Referring expression pointing data:
□ □ □ □

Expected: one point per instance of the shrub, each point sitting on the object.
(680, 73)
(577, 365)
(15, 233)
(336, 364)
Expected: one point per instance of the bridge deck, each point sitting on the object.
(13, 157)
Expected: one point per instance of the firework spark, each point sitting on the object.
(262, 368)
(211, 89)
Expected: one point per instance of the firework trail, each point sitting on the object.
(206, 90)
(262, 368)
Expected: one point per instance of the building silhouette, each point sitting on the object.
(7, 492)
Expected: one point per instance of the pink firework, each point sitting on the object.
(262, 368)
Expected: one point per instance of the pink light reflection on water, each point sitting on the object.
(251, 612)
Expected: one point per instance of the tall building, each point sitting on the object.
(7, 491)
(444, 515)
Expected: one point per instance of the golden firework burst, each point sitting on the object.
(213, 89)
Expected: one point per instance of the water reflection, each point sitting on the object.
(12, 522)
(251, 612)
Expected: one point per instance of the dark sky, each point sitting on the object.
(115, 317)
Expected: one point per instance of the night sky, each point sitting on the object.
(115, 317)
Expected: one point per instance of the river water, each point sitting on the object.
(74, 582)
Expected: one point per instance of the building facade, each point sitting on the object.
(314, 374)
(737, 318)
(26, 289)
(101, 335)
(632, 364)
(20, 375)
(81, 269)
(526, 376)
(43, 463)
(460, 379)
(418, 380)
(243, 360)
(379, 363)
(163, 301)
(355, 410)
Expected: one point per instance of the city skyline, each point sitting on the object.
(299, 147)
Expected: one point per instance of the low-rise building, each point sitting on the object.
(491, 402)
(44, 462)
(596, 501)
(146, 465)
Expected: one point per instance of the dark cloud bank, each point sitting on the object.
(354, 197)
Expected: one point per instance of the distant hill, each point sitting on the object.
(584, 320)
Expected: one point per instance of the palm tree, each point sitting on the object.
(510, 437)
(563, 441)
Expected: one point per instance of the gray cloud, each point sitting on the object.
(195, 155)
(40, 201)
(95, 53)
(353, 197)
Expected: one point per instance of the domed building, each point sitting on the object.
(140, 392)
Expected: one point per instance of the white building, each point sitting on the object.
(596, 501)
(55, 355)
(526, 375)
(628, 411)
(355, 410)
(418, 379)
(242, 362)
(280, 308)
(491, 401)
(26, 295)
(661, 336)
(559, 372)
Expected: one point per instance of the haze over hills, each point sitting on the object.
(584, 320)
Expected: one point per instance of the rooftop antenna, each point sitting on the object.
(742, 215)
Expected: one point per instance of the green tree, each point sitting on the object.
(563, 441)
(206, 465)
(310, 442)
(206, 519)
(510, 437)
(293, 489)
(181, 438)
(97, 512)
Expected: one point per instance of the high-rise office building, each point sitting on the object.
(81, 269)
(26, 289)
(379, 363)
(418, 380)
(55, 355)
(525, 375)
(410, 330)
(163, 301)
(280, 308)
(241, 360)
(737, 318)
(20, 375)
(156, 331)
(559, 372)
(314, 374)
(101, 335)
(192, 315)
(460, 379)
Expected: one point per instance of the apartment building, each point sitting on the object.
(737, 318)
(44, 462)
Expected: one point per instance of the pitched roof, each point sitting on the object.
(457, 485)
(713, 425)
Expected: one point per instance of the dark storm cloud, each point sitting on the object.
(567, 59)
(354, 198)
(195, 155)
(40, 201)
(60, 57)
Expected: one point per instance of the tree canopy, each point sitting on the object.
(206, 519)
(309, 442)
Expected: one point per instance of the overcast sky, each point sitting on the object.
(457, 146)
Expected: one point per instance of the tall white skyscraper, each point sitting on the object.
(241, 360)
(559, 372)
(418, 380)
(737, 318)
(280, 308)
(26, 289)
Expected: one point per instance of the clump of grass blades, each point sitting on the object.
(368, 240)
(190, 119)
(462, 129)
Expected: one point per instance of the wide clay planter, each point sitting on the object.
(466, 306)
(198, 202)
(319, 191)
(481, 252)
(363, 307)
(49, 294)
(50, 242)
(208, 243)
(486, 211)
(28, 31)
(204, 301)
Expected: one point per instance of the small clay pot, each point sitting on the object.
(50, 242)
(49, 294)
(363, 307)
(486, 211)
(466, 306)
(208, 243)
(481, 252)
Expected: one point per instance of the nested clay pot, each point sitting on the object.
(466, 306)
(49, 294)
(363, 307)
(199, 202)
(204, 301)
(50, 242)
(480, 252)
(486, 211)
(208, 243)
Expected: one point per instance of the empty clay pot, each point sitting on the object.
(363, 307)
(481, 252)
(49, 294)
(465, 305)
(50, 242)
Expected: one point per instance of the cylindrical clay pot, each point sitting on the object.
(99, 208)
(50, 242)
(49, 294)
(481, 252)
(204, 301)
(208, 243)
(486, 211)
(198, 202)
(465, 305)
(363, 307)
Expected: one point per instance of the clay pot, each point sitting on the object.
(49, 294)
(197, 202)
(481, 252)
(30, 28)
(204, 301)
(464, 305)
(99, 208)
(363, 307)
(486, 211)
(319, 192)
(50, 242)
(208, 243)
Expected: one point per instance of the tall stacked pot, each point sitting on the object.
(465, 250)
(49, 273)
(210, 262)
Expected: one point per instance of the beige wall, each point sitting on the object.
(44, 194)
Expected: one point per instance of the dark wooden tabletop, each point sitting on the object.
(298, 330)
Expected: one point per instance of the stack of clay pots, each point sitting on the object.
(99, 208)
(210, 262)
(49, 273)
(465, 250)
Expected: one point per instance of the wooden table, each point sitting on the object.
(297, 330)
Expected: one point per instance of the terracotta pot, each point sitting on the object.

□ □ □ □

Instructions for the task | Reproduce every record that appears above, keeping the wording exact.

Your response |
Expected: one point per instance of the shrub, each point sitting on the object.
(680, 73)
(577, 365)
(15, 233)
(336, 364)
Expected: one point per instance of the bridge deck, each point sitting on the object.
(13, 157)
Expected: one point per instance of the firework spark, each point sitting on the object.
(262, 368)
(211, 89)
Expected: one point per instance of the firework trail, each point sitting on the object.
(206, 90)
(262, 368)
Expected: one point per instance of the building silhouette, each point sitting on the object.
(7, 492)
Expected: one point per instance of the pink firework, each point sitting on the object.
(262, 368)
Expected: one point per instance of the pink light reflection on water, each point sitting on the object.
(251, 612)
Expected: one point per instance of the tall building, each point sitting on the object.
(7, 491)
(444, 515)
Expected: one point per instance of the golden firework burst, each point sitting on the object.
(213, 89)
Expected: one point per instance of the water reflection, each point sitting on the object.
(12, 522)
(251, 612)
Expected: one point per instance of the dark sky, each point sitting on the object.
(115, 317)
Expected: one point per instance of the night sky, each point sitting on the object.
(115, 317)
Expected: one point per instance of the river water, each point sitting on the object.
(74, 582)
Expected: one point per instance of the building facade, each point sitting on the object.
(314, 374)
(737, 318)
(26, 289)
(101, 335)
(632, 364)
(20, 375)
(81, 269)
(526, 376)
(43, 463)
(460, 379)
(418, 380)
(243, 360)
(379, 363)
(163, 301)
(355, 410)
Expected: one point per instance of the city skyline, each point sitting on the object.
(299, 147)
Expected: one point per instance of the low-rise building, each point sitting on the object.
(491, 402)
(44, 462)
(596, 501)
(146, 465)
Expected: one point per instance of the dark cloud bank, each point sitting on the object.
(354, 197)
Expected: one point per instance of the distant hill, each point sitting on the object.
(584, 320)
Expected: one point per instance of the palm tree, each point sitting on the object.
(510, 437)
(563, 441)
Expected: one point per instance of the gray cloud, each point sitting on the object.
(195, 155)
(40, 201)
(95, 53)
(353, 197)
Expected: one point per instance of the domed building, each point sitting on the object.
(140, 392)
Expected: one point per instance of the white building, each point sitting on the object.
(596, 501)
(55, 355)
(526, 375)
(628, 411)
(355, 410)
(418, 379)
(242, 362)
(280, 308)
(491, 401)
(26, 295)
(661, 336)
(559, 372)
Expected: one point per instance of the haze over hills, each point sitting on the object.
(584, 320)
Expected: one point per instance of the rooftop antenna, each point sitting on the object.
(742, 215)
Expected: one point per instance of the green tree, each point sitting on the object.
(563, 441)
(206, 465)
(310, 442)
(206, 519)
(510, 437)
(293, 489)
(181, 438)
(97, 512)
Expected: one point per instance of the high-rise office building, each point sitting on the object.
(81, 269)
(26, 289)
(379, 363)
(418, 380)
(55, 355)
(525, 375)
(410, 330)
(163, 301)
(280, 308)
(241, 360)
(737, 318)
(20, 375)
(156, 331)
(559, 372)
(314, 374)
(101, 335)
(192, 315)
(460, 379)
Expected: one point per instance of the apartment building, each point sitting on the object.
(737, 318)
(44, 462)
Expected: one point per instance of the pitched roof, each point sitting on the object.
(457, 485)
(713, 425)
Expected: one point per instance of the dark storm cloud, each point sitting on the object.
(567, 59)
(354, 198)
(195, 155)
(40, 201)
(60, 57)
Expected: one point per instance of the tree canopy, each point sitting on the object.
(206, 519)
(309, 442)
Expected: one point per instance of the overcast sky, each point sitting on the object.
(457, 146)
Expected: one point per instance of the tall white skyscraper, each point sitting on the object.
(241, 360)
(559, 372)
(418, 380)
(737, 318)
(280, 308)
(26, 289)
Expected: one point per instance of the clump of grass blades, each point sitting on the object.
(368, 240)
(190, 119)
(462, 129)
Expected: one point per instance of the wide clay planter, each point sitting on the object.
(466, 306)
(198, 202)
(319, 191)
(481, 252)
(363, 307)
(49, 294)
(50, 242)
(208, 243)
(486, 211)
(28, 31)
(204, 301)
Expected: one point per instance of the small clay pot, each point sitting on the object.
(50, 242)
(49, 294)
(363, 307)
(486, 211)
(466, 306)
(208, 243)
(481, 252)
Expected: one point per instance of the nested clay pot, each point sitting on the object.
(466, 306)
(49, 294)
(363, 307)
(199, 202)
(204, 301)
(50, 242)
(480, 252)
(486, 211)
(208, 243)
Expected: one point per instance of the empty clay pot, each point sitting on the object.
(363, 307)
(481, 252)
(49, 294)
(465, 305)
(50, 242)
Expected: one point per instance of the cylindrical clay pot, each point sitting on the object.
(99, 208)
(50, 242)
(49, 294)
(481, 252)
(204, 301)
(208, 243)
(486, 211)
(198, 202)
(465, 305)
(363, 307)
Expected: one point per instance of the clay pot, each point sitting on the object.
(49, 294)
(197, 202)
(481, 252)
(30, 28)
(204, 301)
(464, 305)
(99, 208)
(363, 307)
(486, 211)
(319, 192)
(50, 242)
(208, 243)
Expected: one point per instance of the tall stacked pot, each point sitting on the object.
(465, 250)
(49, 273)
(210, 262)
Expected: one point per instance of the beige wall, each point sitting on the object.
(44, 194)
Expected: one point per instance of the dark wooden tabletop, each point sitting on the object.
(298, 330)
Expected: one point per instance of the stack of clay pots, each point sitting on the object.
(99, 208)
(210, 262)
(49, 273)
(465, 250)
Expected: one point per instance of the wooden table, each point sitting on the object.
(297, 330)
Expected: one point per instance of the terracotta pot, each point sitting on the object.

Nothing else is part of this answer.